[Photo-based referring expression data]
┄┄┄┄┄┄

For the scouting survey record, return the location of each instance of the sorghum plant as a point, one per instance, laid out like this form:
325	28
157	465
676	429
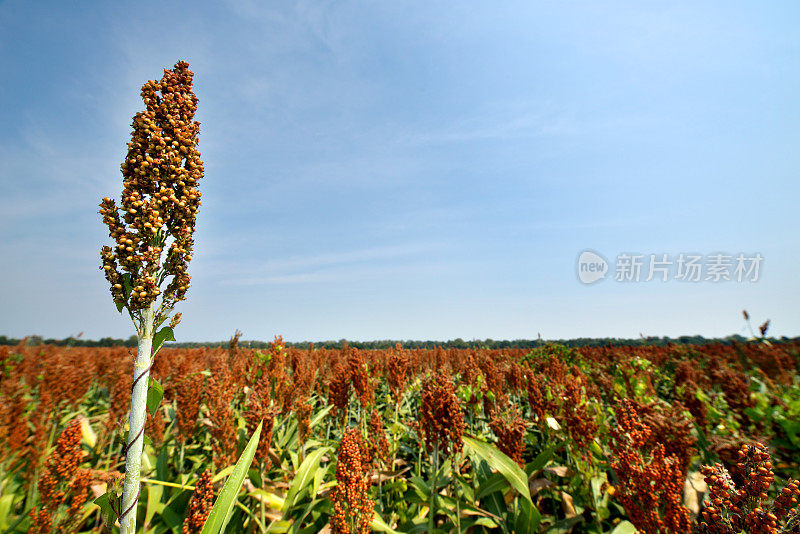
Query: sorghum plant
746	508
153	231
441	419
650	481
352	507
63	486
200	507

┄┄┄┄┄┄

Your copy of the data above should match it exactly, apart from the images.

(EXERCISE OUTPUT)
For the scouting survey record, return the location of each instance of the sorghum plant as a point, one per instance, laid out like this form:
325	28
157	465
676	429
Query: sorghum plant
746	508
153	231
441	419
650	481
352	507
63	486
200	507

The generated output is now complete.